RECORDS FOR THE TASK below:

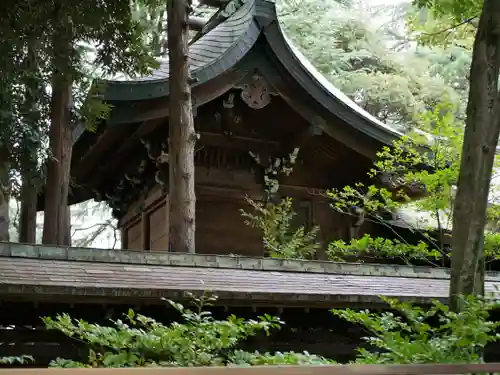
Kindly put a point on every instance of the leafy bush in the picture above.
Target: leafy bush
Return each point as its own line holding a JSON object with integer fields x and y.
{"x": 199, "y": 341}
{"x": 22, "y": 359}
{"x": 281, "y": 240}
{"x": 381, "y": 247}
{"x": 411, "y": 336}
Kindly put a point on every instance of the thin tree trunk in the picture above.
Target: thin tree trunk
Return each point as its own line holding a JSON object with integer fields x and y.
{"x": 27, "y": 219}
{"x": 58, "y": 166}
{"x": 4, "y": 195}
{"x": 182, "y": 136}
{"x": 480, "y": 141}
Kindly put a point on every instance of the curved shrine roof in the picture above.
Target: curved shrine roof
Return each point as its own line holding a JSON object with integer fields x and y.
{"x": 220, "y": 48}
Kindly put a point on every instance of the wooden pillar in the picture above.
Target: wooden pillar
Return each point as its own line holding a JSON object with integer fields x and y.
{"x": 124, "y": 237}
{"x": 167, "y": 218}
{"x": 145, "y": 231}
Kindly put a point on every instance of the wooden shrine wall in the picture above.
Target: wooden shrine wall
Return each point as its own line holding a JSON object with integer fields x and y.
{"x": 220, "y": 227}
{"x": 225, "y": 174}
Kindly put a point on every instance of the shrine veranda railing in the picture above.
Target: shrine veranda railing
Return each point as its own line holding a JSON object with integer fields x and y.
{"x": 427, "y": 369}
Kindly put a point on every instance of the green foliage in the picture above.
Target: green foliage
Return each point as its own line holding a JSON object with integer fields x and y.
{"x": 23, "y": 359}
{"x": 281, "y": 240}
{"x": 200, "y": 341}
{"x": 424, "y": 163}
{"x": 425, "y": 335}
{"x": 375, "y": 65}
{"x": 380, "y": 247}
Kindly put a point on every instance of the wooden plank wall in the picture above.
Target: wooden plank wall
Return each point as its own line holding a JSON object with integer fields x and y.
{"x": 415, "y": 369}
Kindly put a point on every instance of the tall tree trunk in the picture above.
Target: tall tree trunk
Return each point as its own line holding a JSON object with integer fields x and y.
{"x": 27, "y": 219}
{"x": 4, "y": 195}
{"x": 182, "y": 136}
{"x": 60, "y": 134}
{"x": 480, "y": 141}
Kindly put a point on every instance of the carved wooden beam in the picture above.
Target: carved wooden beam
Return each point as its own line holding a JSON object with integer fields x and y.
{"x": 123, "y": 153}
{"x": 301, "y": 139}
{"x": 86, "y": 164}
{"x": 214, "y": 3}
{"x": 239, "y": 143}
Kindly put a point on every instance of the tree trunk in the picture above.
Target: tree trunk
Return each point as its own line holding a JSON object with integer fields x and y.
{"x": 182, "y": 136}
{"x": 58, "y": 166}
{"x": 480, "y": 141}
{"x": 4, "y": 195}
{"x": 27, "y": 219}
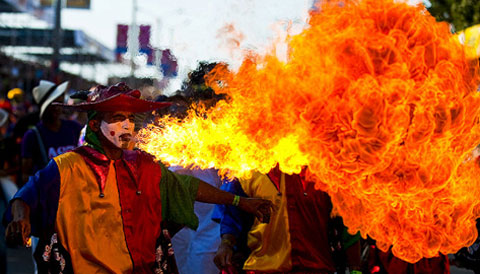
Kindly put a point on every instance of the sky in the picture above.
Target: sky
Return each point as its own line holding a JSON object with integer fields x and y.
{"x": 194, "y": 30}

End of RECORDS FOR THE TASK.

### YOUR OBJECTIVE:
When a line above contains the string "Target", copy that line.

### EXERCISE SOLUTION:
Target: leafy bush
Target: thin tree trunk
Target: curved shrine roof
Target: wooden pillar
Target: wooden shrine wall
Target: shrine veranda railing
Target: green foliage
Target: wooden plank wall
Target: tall tree trunk
Target: carved wooden beam
Target: tree trunk
Target: sky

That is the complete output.